** BEGIN Data provided **
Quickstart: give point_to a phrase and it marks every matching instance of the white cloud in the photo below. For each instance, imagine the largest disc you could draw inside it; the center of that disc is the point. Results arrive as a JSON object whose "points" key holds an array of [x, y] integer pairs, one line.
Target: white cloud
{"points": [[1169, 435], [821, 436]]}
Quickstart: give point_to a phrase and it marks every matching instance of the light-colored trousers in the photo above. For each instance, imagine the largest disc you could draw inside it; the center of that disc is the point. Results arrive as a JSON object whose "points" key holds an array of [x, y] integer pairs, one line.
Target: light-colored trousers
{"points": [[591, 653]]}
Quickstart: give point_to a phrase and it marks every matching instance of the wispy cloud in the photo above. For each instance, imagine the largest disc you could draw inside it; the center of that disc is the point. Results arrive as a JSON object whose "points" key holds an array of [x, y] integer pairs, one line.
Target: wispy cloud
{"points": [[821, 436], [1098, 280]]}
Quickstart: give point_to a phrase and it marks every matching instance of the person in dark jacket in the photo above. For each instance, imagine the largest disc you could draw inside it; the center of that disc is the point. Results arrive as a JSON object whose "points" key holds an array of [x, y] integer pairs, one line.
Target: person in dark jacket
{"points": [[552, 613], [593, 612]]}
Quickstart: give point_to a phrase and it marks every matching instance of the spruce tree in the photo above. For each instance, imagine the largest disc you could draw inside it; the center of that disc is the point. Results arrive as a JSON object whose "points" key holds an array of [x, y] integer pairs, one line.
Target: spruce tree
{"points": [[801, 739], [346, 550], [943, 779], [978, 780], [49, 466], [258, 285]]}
** END Data provided **
Aim ::
Recast the listing above as a Markdown table with the columns "Row" and "Text", numbering each line in order and omitting blank lines.

Result for this task ::
| Row | Text |
|---|---|
| 1 | Quickstart: give point_to a phrase and it marks every matching instance of the white cloud in the photo below. For each instance, imagine the largest disc you could draw inside it; the center of that disc is the point. Results arrive as a JSON object whose "points" key holds an array of [x, y] integer pairs, one line. |
| 2 | Target: white cloud |
| 3 | {"points": [[1169, 435], [821, 436]]} |
| 4 | Quickstart: give point_to a phrase and it marks every matching instance of the light-colored trousers in the photo above. For each instance, imagine the largest disc you could draw inside it; the center of that disc is the point. Results arrive as a JSON object whose "points" key holds an array of [x, y] integer pairs, one line. |
| 5 | Target: light-colored trousers |
| 6 | {"points": [[591, 653]]} |
| 7 | Quickstart: give point_to a phrase and it marks every matching instance of the wispy cloud in the photo above. For each instance, imagine the largest disc you could draw inside it; the center of that disc is the point. Results arrive as a JSON object whose "points" key holds an array of [x, y] integer pairs, one line. |
| 8 | Target: wispy cloud |
| 9 | {"points": [[821, 436], [1098, 280]]} |
| 10 | Quickstart: give point_to a phrase and it marks every matching instance of the person in dark jacket in the photo above. For each instance, imagine the largest disc you could draw inside it; the center of that disc is the point. Results arrive as a JSON object whose "points" key holds an array of [x, y] integer pairs, one line. |
| 11 | Target: person in dark jacket |
| 12 | {"points": [[552, 613], [593, 612]]} |
| 13 | Quickstart: give point_to a phrase and it marks every matching instance of the spruce tree in the photo above. For each instance, imagine the largest disc you could draw inside it; the center of that disc is the point. Results arrive as a JSON object whose "points" key holds an array of [x, y] integer pairs, one line. |
| 14 | Target: spruce tree |
| 15 | {"points": [[801, 739], [346, 550], [943, 779], [978, 780], [49, 466], [258, 285]]} |